# Texte de page
Franchisée La Mie Câline à Pontivy (Morbihan) avec son mari, Carine Drouard, formatrice dans l’âme, s’est particulièrement engagée dans la partie sociale de la RSE. Si, durant les trois premières années d’activité, elle n’a pas embauché, elle compte aujourd’hui 14 collaborateurs dans son entreprise, plus de vingt ans après sa création, en exploitant le concept avec des places assises. "L’apprentissage sur le terrain demeure, à mon sens, la meilleure des formations, notamment pour ceux qui n’ont pas pu mener des études. J’ai mis en place un tutorat, s’adaptant aux compétences de l’apprenti, et lui accordant des responsabilités en fonction du niveau exprimé. Je peux, par exemple, choisir de davantage le former sur la relation commerciale, en lui ajoutant des challenges de ventes", assure-t-elle. Et la franchisée ajoute :

Nous avons ainsi intégré des étudiants pour le week-end, ce qui me permet de donner ces jours à mes salariés en CDI. Les congés payés sont anticipés plusieurs mois à l’avance, pour que chacun puisse en profiter, ce qui n’est pourtant pas simple dans le secteur de la restauration.

[Entrées enregistrées]
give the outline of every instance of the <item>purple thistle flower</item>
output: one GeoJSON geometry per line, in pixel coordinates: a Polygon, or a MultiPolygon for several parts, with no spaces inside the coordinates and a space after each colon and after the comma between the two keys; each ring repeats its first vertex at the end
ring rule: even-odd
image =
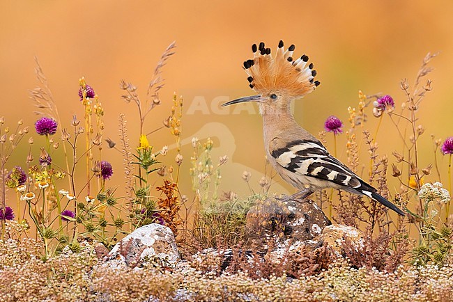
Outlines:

# Travail à faire
D'après le texte sur la franchisée La Mie Câline de Pontivy, combien de collaborateurs compte aujourd'hui son entreprise ?

# Réponse au problème
14 collaborateurs.